(DATA SUPPLIED begins)
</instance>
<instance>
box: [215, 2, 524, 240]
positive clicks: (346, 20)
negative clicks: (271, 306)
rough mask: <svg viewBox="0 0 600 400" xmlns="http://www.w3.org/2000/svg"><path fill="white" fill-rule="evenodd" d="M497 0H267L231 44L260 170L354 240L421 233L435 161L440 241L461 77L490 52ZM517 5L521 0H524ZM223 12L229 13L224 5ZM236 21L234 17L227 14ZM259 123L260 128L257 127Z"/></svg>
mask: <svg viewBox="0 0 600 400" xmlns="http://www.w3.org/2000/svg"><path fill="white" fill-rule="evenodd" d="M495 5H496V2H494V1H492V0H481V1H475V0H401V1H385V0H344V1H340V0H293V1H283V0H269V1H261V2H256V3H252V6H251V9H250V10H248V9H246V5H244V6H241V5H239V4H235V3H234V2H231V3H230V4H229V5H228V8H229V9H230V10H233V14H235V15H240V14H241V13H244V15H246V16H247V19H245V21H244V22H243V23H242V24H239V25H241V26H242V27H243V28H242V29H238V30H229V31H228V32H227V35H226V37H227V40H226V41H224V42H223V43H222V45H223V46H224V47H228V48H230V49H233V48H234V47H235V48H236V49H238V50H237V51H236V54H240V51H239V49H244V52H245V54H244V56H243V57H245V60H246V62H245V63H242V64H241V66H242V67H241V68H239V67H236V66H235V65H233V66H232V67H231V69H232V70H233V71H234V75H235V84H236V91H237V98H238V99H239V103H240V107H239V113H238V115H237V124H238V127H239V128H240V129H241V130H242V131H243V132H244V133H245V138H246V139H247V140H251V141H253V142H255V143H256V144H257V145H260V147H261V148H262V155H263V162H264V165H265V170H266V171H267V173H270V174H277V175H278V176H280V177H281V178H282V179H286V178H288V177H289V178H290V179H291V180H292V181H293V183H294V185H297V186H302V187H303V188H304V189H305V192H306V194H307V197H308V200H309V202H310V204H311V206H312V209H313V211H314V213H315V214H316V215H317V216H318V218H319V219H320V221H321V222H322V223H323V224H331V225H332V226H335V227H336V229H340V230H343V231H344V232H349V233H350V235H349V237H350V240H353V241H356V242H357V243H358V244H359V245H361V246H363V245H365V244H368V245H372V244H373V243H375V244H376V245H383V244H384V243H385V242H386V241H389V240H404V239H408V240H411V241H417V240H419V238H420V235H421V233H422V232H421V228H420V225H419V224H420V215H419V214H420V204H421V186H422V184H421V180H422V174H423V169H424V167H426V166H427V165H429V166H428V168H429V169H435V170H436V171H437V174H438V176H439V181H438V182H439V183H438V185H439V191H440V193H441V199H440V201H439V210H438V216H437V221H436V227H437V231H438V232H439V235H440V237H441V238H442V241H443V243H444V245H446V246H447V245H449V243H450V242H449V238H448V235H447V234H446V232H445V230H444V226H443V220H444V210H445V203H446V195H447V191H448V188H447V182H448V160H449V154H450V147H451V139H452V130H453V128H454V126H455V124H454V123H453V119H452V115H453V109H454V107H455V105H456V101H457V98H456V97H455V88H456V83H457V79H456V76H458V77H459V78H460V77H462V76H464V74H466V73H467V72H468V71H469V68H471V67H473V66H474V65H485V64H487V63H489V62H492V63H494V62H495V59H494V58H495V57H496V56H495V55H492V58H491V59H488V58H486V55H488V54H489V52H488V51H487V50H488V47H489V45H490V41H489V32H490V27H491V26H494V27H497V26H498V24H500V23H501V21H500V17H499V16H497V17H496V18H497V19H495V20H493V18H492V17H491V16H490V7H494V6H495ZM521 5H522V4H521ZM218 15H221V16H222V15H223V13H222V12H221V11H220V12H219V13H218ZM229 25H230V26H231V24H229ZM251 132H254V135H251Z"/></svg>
(DATA SUPPLIED ends)
▸ **INSTRUCTIONS FOR THE TASK**: Please copy only these lines, exactly: the first line of the records through the line containing "negative clicks: (271, 306)", ends included.

▸ **REPLY TO THE EXERCISE**:
</instance>
<instance>
box: [215, 2, 524, 240]
positive clicks: (346, 20)
negative clicks: (271, 306)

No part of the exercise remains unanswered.